* _Materials provided_
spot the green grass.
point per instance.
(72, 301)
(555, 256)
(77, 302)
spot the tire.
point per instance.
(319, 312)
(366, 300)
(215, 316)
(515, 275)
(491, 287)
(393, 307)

* _What is being asked_
The data above, all of it, needs to be output exactly as written.

* _Answer box_
spot the green grass.
point per instance.
(72, 301)
(555, 256)
(77, 302)
spot the tire.
point per instance.
(319, 312)
(366, 300)
(215, 316)
(515, 275)
(491, 287)
(393, 307)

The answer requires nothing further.